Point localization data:
+++
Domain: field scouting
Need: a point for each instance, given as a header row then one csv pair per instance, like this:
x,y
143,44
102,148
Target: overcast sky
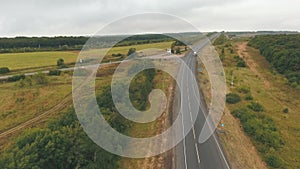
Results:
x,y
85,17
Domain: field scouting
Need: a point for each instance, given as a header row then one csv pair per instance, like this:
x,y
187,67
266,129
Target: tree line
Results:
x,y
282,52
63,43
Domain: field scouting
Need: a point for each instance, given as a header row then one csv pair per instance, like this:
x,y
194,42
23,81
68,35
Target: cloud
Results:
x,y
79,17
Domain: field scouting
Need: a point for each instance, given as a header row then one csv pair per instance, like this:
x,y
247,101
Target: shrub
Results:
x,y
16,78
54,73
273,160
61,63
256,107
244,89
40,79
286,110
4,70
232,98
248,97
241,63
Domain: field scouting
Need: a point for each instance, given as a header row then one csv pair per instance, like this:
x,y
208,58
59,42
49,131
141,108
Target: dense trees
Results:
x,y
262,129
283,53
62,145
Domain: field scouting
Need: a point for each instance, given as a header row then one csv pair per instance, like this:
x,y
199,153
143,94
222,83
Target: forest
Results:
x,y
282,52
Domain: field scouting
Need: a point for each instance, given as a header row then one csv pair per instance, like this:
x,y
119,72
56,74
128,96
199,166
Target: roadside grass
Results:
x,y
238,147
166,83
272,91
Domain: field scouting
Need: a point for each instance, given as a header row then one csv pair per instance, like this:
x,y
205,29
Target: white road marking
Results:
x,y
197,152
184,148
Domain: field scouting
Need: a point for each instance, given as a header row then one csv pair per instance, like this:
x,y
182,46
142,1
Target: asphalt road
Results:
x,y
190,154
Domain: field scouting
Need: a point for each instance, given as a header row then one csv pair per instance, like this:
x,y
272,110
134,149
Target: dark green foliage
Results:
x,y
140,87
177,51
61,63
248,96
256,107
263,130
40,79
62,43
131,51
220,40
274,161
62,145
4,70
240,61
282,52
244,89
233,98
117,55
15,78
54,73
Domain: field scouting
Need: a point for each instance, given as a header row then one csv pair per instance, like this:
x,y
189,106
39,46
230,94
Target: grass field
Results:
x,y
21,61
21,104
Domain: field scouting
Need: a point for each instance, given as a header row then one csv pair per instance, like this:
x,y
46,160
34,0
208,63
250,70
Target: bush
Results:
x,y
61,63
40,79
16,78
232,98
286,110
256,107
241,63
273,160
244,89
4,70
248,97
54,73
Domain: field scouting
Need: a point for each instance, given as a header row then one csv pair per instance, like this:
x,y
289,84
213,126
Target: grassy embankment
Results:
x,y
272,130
+++
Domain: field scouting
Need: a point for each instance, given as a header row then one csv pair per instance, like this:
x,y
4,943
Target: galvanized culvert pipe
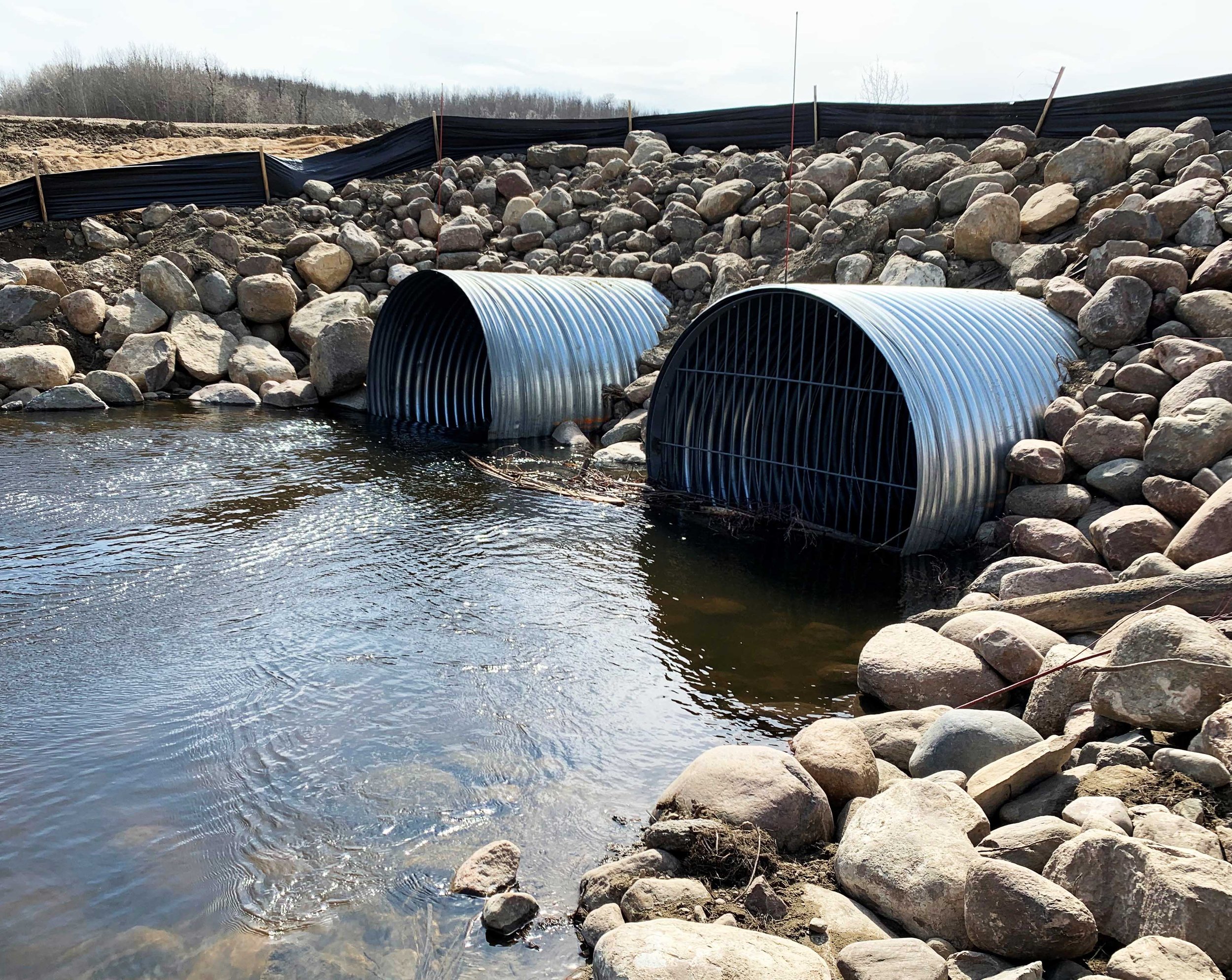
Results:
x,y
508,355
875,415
+++
WHAT TO PRODUCE: Your task is to retype the entries verbatim, starting with the line that holds "Target: tree line" and stopping after the line that holds "Target: dark green foliage".

SOLUTION TO THE EXERCISE:
Target: tree line
Results:
x,y
282,52
63,43
Domain: field scouting
Need: a point for each instance, given as a header row then one csv pair per instance, like this:
x,y
194,42
23,81
68,35
Target: cloud
Results:
x,y
79,17
Domain: field scouting
Need: a point for each instance, given as a header row then one csv pair per instance, like this:
x,y
247,101
Target: shrub
Results:
x,y
16,78
54,73
273,160
61,63
256,107
244,89
40,79
286,110
4,70
232,98
248,97
241,63
Domain: field scouting
Need: a point for each instance, given as a header row then one csv pair per instance, like this:
x,y
208,58
59,42
49,131
141,108
Target: dense trees
Results:
x,y
262,129
283,53
62,145
Domain: field scouting
Need: a point for each instance, given as a header row then one csv pair per instance, like this:
x,y
199,153
143,94
222,83
Target: forest
Results:
x,y
282,52
Domain: field scouting
Need: a point for each instance, given as a header row then one csv pair per instance, like this:
x,y
119,72
56,74
128,96
199,166
Target: roadside grass
Results:
x,y
238,147
166,83
272,91
Domain: field scouting
Need: a point for each instance, given as a header row then one csv pair per instance, like this:
x,y
205,29
Target: white road marking
Results:
x,y
197,152
184,148
Domain: field scouting
Need: a point for each instance, given as a header row then one csv pair per instance, like this:
x,y
182,46
142,1
Target: asphalt road
Results:
x,y
190,154
Domain: field scouting
Need: a point for each instance, given as a header row then one csv pair per instance, like this:
x,y
272,110
134,149
Target: dark green foliage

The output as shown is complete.